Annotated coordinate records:

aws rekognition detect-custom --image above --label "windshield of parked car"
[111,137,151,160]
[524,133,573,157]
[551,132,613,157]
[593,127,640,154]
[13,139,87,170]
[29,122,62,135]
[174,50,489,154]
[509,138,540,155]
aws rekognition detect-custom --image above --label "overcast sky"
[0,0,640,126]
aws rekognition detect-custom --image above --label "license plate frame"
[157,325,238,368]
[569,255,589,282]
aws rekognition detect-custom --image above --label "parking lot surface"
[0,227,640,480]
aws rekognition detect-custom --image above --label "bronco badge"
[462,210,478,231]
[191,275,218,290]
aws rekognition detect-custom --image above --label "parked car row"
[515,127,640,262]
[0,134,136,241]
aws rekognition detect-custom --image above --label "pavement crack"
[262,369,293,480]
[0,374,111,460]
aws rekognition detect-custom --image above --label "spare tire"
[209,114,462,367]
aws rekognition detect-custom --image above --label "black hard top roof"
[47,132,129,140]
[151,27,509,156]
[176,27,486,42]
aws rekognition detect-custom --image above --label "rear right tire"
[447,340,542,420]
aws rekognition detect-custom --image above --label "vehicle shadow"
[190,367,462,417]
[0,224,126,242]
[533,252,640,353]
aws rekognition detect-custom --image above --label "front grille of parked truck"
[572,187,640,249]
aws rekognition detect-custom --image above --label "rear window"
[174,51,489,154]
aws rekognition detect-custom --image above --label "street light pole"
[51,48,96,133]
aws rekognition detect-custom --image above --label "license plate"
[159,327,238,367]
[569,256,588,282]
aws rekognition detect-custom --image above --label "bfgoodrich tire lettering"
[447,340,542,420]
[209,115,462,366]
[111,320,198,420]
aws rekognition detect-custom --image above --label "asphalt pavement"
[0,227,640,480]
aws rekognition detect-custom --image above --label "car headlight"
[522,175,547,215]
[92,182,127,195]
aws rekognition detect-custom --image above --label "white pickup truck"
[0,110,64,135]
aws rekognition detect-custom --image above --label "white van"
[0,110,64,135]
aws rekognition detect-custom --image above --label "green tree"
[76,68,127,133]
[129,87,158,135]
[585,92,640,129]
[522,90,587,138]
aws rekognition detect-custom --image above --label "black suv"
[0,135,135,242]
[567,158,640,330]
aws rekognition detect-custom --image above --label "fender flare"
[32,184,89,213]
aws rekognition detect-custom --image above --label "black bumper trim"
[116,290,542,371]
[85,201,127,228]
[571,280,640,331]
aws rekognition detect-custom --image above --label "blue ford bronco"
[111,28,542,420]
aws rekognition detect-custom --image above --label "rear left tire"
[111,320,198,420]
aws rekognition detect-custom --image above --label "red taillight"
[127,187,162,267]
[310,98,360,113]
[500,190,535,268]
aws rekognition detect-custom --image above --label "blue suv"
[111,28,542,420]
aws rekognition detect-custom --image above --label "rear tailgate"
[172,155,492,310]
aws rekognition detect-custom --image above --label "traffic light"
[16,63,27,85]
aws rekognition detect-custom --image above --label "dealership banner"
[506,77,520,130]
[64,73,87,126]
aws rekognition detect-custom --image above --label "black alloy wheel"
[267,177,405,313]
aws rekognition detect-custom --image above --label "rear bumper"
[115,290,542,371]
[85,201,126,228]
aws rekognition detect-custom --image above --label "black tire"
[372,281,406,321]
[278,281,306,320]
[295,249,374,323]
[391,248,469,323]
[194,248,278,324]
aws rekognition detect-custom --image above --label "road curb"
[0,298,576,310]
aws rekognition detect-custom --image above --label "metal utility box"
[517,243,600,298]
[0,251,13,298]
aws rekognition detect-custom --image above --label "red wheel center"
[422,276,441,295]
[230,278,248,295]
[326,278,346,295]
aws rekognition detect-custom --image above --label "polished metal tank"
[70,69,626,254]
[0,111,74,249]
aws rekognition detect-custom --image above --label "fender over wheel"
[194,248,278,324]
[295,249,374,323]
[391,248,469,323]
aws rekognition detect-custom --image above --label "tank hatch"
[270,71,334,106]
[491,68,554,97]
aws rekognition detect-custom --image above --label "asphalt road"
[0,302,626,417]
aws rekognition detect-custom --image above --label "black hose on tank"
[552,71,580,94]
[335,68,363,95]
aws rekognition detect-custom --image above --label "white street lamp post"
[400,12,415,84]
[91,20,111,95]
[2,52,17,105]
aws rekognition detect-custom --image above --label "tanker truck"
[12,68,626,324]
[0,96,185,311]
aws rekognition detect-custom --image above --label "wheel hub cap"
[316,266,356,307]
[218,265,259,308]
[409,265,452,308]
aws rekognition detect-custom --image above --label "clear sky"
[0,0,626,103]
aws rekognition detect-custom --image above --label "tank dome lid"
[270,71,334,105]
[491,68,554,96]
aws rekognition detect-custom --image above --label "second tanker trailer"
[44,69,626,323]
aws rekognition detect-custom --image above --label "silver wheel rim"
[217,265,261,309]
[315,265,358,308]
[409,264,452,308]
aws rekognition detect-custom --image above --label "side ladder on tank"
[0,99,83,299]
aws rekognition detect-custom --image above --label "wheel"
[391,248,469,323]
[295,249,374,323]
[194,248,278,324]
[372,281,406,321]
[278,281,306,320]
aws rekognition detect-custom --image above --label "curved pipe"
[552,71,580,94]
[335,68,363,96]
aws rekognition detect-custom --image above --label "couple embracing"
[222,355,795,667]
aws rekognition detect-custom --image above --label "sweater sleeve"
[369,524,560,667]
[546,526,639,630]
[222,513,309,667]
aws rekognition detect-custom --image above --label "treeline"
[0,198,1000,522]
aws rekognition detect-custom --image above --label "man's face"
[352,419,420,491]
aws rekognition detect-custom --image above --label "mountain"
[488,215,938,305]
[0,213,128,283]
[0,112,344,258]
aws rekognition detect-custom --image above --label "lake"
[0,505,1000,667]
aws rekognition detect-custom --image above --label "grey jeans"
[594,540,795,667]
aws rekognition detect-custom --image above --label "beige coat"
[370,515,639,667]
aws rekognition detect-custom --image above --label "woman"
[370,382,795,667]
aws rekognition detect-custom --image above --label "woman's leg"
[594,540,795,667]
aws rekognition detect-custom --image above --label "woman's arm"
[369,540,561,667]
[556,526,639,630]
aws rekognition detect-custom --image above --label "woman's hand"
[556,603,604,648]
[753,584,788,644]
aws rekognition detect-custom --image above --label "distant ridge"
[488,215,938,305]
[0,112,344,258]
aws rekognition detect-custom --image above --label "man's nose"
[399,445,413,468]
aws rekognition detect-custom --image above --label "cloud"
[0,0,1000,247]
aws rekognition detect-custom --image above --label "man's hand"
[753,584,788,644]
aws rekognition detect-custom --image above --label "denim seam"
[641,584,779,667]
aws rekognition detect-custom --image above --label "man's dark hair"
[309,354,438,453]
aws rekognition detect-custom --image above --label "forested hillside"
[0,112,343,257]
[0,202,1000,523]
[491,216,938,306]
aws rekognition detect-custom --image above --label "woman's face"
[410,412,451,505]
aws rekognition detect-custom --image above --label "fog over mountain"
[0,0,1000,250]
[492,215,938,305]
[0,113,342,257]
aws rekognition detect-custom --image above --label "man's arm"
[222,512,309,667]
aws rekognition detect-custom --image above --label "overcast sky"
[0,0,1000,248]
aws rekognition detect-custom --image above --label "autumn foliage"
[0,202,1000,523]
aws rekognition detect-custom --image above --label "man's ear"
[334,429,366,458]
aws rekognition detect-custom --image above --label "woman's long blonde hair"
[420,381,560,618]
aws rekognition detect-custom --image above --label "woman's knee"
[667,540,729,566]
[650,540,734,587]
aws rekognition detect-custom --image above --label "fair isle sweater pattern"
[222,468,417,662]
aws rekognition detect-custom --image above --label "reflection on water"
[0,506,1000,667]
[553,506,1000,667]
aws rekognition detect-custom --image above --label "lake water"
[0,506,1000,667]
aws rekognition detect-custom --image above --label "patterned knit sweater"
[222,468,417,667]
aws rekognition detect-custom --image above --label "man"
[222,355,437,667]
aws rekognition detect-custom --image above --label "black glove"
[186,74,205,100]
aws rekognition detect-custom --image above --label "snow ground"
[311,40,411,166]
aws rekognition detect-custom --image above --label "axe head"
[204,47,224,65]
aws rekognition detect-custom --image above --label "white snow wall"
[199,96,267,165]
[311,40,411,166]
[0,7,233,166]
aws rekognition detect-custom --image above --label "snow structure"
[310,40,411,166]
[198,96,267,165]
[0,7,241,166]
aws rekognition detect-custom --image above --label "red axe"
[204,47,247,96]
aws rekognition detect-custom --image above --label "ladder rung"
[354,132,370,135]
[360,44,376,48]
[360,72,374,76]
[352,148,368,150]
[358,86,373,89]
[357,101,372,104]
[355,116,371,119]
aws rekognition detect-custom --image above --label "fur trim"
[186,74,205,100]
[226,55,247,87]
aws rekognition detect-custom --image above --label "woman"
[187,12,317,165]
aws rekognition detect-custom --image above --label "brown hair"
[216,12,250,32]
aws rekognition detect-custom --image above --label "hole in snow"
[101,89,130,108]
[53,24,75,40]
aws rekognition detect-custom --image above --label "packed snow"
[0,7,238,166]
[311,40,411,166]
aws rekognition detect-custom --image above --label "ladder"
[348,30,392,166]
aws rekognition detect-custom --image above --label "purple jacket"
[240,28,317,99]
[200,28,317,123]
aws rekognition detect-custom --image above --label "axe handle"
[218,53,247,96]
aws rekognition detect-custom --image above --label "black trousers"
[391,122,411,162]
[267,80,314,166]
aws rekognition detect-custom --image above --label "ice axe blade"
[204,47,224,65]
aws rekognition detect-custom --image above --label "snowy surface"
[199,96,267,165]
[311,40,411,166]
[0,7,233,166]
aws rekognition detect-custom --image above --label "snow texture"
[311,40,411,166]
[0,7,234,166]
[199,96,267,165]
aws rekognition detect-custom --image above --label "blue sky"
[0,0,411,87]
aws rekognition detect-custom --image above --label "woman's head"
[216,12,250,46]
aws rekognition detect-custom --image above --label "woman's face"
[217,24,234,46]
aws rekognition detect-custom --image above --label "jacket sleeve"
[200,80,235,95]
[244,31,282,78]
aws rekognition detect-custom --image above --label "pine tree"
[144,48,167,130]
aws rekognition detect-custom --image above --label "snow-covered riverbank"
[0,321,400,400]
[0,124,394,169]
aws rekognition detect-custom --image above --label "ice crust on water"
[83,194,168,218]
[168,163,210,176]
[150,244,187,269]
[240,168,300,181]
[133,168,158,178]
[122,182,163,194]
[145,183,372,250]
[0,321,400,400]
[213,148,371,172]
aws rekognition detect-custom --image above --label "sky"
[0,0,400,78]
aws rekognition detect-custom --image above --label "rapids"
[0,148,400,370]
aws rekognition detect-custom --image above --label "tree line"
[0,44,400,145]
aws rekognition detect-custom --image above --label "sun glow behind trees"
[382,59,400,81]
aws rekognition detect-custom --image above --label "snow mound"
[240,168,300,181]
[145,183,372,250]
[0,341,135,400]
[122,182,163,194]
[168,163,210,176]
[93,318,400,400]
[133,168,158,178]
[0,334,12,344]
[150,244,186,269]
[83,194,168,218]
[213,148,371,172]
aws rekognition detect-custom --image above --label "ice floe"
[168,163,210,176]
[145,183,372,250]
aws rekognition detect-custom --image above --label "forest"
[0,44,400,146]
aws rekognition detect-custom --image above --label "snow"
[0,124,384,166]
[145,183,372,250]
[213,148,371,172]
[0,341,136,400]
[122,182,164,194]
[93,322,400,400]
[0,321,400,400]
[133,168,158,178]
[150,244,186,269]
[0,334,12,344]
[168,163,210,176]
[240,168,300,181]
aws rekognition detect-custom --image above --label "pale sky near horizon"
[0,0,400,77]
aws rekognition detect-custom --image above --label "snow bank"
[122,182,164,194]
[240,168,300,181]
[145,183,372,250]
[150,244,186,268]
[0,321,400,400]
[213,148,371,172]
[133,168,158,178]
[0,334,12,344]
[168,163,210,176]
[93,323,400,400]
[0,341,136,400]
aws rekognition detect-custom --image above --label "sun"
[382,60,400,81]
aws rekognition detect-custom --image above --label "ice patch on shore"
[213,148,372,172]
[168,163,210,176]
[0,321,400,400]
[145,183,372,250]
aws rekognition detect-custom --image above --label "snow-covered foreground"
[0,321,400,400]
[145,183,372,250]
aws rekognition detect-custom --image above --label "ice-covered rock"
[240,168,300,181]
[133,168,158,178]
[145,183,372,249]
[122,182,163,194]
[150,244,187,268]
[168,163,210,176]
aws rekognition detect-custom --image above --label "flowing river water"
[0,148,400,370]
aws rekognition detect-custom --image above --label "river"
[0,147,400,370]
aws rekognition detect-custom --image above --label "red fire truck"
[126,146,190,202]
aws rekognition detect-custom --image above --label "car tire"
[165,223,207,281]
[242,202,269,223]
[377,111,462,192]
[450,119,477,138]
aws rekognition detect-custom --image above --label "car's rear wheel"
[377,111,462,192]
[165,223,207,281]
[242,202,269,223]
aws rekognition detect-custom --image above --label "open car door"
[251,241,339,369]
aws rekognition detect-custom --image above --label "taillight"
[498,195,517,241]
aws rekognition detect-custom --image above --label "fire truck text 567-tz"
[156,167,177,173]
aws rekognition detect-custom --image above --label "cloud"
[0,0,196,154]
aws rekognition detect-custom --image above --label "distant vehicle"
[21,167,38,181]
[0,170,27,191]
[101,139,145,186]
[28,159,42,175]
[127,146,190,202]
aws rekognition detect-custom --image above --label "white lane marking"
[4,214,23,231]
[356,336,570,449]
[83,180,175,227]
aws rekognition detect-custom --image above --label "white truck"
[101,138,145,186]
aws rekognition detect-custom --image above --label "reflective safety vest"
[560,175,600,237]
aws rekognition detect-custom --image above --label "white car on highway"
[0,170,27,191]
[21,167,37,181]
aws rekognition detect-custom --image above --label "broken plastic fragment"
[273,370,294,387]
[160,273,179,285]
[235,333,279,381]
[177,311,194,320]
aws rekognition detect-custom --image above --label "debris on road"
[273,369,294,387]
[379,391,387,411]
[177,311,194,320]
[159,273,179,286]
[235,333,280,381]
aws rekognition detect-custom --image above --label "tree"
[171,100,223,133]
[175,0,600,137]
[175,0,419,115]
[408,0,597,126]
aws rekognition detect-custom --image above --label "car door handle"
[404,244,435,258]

What needs to be done:
Can you rescale the items, starting at the beginning and ending at the line that contains "[209,114,462,367]"? Include both ends, and reproduce every line, the aws lines too, with each bounding-box coordinate multiplied by 2.2 and rounded to a whole number, halves rounding up.

Task answer:
aws rekognition detect-custom --image above --label "windshield of parked car"
[244,301,332,352]
[1153,293,1261,345]
[1212,290,1349,345]
[1305,279,1408,339]
[29,306,191,374]
[64,268,136,297]
[383,110,1076,339]
[1120,304,1188,341]
aws rekognition detect-custom --image above --label "overcast sky"
[0,0,1408,277]
aws rekognition detect-custom --image above --label "license plate frame"
[345,715,524,810]
[1252,561,1296,620]
aws rekognition detect-custom --image above --label "parking lot surface"
[0,499,1408,1056]
aws rekognition detect-custom --image above --label "bronco badge"
[1016,462,1052,508]
[420,605,480,638]
aws rekognition detect-custom --image above --label "parked car row"
[1133,279,1408,576]
[0,295,299,530]
aws rekognition detect-custom --image above --label "pavement crack"
[576,812,645,1056]
[0,823,244,1012]
aws rekognition detect-custom --image above --label "spare tire"
[460,251,1016,807]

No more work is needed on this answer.